>> START STORED RECORDS
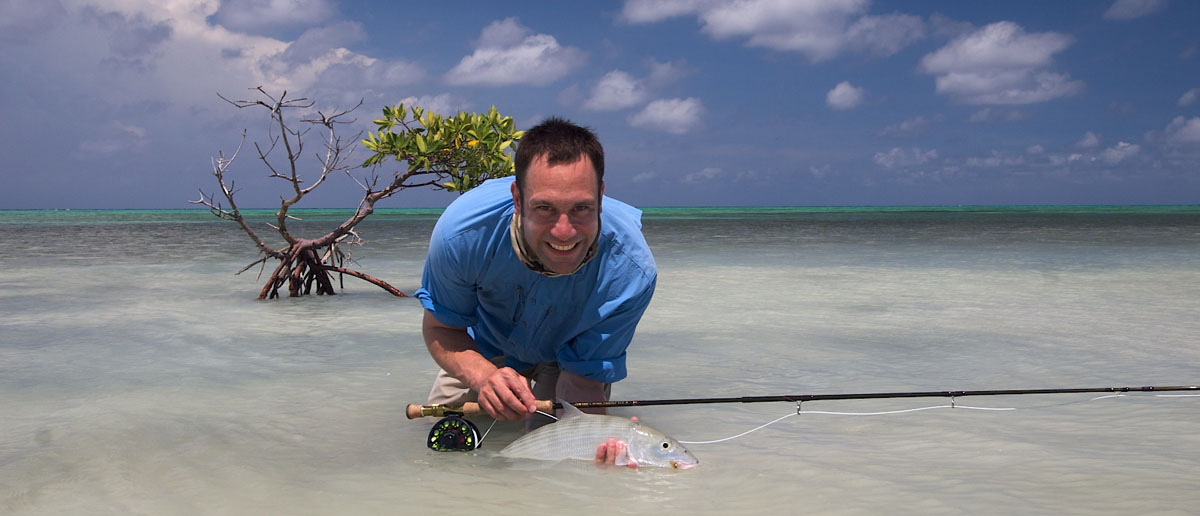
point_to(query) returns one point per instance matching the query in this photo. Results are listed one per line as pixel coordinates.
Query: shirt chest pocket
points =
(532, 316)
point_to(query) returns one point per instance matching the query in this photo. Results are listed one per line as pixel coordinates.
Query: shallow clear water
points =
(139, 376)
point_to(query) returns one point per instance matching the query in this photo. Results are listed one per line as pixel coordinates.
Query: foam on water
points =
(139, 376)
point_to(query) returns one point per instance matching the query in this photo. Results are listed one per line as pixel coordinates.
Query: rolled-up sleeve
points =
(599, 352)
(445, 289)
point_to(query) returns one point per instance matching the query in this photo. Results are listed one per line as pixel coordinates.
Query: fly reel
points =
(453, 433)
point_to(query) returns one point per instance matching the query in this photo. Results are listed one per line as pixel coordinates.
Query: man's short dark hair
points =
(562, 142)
>> END STORED RECORDS
>> START STORED RECORDS
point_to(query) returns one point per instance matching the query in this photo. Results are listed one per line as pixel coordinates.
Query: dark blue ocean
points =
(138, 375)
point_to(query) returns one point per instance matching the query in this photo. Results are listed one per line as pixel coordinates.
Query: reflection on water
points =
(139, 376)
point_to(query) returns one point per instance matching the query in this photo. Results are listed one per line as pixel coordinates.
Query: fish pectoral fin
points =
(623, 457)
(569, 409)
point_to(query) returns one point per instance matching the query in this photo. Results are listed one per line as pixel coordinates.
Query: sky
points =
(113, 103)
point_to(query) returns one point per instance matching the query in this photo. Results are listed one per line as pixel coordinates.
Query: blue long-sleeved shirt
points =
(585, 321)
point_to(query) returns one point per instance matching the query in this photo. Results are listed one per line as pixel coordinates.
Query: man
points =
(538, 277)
>> END STORED RECORDS
#### [EXERCISE DIRECTIONS]
Identify each line in the data above that contains the word "dark", and copy those lines.

#### [EXPECTED ANSWER]
Query: man's short dark hair
Query: dark blue ocean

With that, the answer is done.